**EXTRACTED TEXT**
---------------

Professor Kevin Brindle and Dr Maike De la Roche to play key roles in a new €30 million Innovative Medicines Initiative grant, supporting research into novel tracer strategies for clinical imaging of immune cell dynamics.

 

 

The introduction of immunotherapies for the treatment of cancer and inflammatory disease, where the drugs encourage the body’s own immune system to attack the disease, have had a significant impact. However, immunotherapies do not work for all patients.

Immune-Image, a new €30 million grant from the IMI, will develop methods to visualise and study the immune cells involved before, during, and after such treatments, allowing selection of the right treatment for the right patient and at the right time. The information obtained about the immune cells and their activity during disease could be used to develop new drugs that might help those patients for which current immunotherapies are ineffective.

Immune cells will be studied in vivo using non-invasive and clinically applicable high-end imaging techniques including Positron Emission Tomography (PET), Optical Imaging (OI) and Magnetic Resonance Imaging (MRI).

 

 


The Brindle and de la Roche Groups will validate new and existing immunotracers, including antibodies, nanobodies, peptides and small molecules that selectively target receptors on immune cells, as part of the Immune-Image consortium.

---------------

Records in a dataset:

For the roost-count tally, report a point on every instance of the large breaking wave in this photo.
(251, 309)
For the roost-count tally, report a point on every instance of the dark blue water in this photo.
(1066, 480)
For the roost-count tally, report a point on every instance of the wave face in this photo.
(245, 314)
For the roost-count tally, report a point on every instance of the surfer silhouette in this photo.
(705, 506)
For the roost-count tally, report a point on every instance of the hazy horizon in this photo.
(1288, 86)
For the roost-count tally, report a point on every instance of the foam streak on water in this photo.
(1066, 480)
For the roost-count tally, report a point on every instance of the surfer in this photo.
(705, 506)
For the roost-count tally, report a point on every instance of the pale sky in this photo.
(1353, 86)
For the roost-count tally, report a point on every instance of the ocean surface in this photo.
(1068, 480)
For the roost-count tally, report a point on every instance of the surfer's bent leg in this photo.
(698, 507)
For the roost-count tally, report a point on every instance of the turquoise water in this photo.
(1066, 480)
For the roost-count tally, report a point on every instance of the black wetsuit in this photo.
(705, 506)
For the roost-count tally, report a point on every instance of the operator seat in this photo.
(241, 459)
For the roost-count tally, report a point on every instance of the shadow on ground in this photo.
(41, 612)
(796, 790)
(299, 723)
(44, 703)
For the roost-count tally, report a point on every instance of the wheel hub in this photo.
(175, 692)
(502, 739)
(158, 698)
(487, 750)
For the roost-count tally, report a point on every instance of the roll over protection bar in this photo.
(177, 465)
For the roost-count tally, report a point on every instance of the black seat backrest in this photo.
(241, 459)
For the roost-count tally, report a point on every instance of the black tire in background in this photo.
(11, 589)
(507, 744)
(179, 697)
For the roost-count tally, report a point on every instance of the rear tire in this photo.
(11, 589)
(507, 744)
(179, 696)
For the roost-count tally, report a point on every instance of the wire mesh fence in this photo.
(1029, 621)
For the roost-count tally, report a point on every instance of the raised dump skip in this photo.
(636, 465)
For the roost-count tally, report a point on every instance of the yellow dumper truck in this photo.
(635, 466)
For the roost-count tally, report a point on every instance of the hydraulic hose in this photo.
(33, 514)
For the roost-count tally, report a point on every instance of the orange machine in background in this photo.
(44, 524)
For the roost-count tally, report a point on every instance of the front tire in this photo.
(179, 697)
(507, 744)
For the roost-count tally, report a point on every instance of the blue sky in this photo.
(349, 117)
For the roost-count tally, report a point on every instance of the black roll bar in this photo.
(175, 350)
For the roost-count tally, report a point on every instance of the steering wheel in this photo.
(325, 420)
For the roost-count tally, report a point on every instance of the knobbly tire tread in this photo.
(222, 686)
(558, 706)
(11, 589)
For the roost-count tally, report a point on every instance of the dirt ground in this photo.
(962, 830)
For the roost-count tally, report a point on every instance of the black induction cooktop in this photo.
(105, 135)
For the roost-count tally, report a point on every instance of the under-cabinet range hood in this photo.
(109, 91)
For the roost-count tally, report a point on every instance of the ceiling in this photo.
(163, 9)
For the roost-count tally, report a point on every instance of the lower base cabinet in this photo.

---------------

**WHAT THIS EXERCISE ASKS**
1. Summarize the passage on the Immune-Image grant in two sentences.
2. Go on with the passage on the Immune-Image grant, starting after its final sentence.

**ANSWERS FOR THIS EXERCISE**
1. Immunotherapies for cancer and inflammatory disease do not work for all patients. Immune-Image, a new €30 million Innovative Medicines Initiative grant in which Professor Kevin Brindle and Dr Maike De la Roche will play key roles, will develop methods to visualize the immune cells involved before, during, and after treatment, using PET, optical imaging, and MRI and validating immunotracers that target receptors on immune cells.

2.
Using dynamic PET imaging, they will monitor the distribution of these immunotracers in mice with tumours that trigger the immune system. To validate the immunotracers, they will compare these PET images with non-invasive images (from MRI and PET) of the distribution and content of the immune cell targets of these tracers. 

The ultimate aim of this work is to develop these novel gene reporters to a level where they could be used in the clinic to track immune cell infiltration, for example, during CAR T cell therapy.

 

 

Immune-Image brings together 10 top European academic institutions, 4 small-to-medium sized enterprises, 1 patient organisation and 7 pharmaceutical companies. The consortium hopes to establish a sustainable and flexible platform for molecular imaging of immune cell dynamics using a broad range of novel tracer strategies. New immunotracers will enable smart monitoring of immunotherapies and widespread usage of a personalised medicine approach.


About IMI2-JU

Developing new medicines is difficult, costly, inefficient and time-consuming. The IMI2-JU, a joint technology initiative between the European Union (EU) and the European Federation of Pharmaceutical Industries and Associations (EFPIA), supports collaborative research projects that bring together all the parties involved in health research (universities, pharmaceutical and other industries, small and medium-sized enterprises, patient organizations, medicine regulators) to improve the entire development process and make it more efficient, giving patients faster access to better and safer medicines.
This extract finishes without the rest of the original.